(PROVIDED ENTRIES):
===

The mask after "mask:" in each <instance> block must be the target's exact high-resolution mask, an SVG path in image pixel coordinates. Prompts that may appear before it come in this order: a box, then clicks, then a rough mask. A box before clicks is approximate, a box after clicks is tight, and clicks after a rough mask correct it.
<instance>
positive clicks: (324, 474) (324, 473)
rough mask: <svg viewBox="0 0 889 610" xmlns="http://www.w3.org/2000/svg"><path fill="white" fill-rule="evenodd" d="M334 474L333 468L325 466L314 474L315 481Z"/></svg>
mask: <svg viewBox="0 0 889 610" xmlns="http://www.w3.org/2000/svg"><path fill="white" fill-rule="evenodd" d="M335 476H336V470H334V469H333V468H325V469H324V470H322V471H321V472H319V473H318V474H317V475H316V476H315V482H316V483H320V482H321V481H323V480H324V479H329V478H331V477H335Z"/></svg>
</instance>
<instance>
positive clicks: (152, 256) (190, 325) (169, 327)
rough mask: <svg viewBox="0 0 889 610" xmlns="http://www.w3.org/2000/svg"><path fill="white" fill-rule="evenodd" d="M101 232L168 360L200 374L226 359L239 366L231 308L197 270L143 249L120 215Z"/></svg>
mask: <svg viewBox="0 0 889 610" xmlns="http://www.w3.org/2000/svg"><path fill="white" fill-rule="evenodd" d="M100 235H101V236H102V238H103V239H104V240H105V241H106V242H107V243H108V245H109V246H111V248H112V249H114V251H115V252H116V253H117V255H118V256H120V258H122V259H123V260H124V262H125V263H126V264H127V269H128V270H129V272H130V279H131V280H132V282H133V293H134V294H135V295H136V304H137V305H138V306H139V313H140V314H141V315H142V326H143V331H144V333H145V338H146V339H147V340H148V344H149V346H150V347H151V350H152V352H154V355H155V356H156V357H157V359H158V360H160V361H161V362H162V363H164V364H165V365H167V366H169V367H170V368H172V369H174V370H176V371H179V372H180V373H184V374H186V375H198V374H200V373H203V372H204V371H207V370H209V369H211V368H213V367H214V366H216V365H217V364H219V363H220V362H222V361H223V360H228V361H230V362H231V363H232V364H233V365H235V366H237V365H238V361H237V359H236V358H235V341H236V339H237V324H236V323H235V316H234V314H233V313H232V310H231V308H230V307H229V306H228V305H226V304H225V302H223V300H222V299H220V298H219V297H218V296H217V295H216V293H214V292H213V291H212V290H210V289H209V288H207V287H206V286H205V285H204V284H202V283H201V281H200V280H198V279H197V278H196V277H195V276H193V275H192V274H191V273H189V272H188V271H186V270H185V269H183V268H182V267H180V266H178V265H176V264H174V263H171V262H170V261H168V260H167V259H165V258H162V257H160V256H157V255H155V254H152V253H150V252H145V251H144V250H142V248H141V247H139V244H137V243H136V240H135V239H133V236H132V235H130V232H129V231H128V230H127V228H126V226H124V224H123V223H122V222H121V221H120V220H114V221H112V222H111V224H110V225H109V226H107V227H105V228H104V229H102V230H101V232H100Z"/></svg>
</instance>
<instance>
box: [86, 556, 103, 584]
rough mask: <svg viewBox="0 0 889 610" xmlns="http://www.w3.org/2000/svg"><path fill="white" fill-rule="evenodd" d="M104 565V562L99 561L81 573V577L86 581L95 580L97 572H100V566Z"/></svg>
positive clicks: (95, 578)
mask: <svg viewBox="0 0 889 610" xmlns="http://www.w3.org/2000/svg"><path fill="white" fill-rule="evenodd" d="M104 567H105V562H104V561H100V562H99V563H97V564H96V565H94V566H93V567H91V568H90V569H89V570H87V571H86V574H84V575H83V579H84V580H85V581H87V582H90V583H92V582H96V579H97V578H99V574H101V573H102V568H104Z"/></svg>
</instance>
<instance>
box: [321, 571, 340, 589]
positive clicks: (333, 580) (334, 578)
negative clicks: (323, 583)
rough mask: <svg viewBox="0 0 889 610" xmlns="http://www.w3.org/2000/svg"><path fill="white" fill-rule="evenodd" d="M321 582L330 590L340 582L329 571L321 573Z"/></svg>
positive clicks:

===

(TASK DIRECTIONS): Please write out, exactly as they appear, the lines from the line containing "negative clicks: (323, 583)" through the last line of the records above, both included.

(FINISHED EXERCISE):
negative clicks: (323, 583)
rough mask: <svg viewBox="0 0 889 610" xmlns="http://www.w3.org/2000/svg"><path fill="white" fill-rule="evenodd" d="M321 582L330 590L340 582L329 571L321 573Z"/></svg>
positive clicks:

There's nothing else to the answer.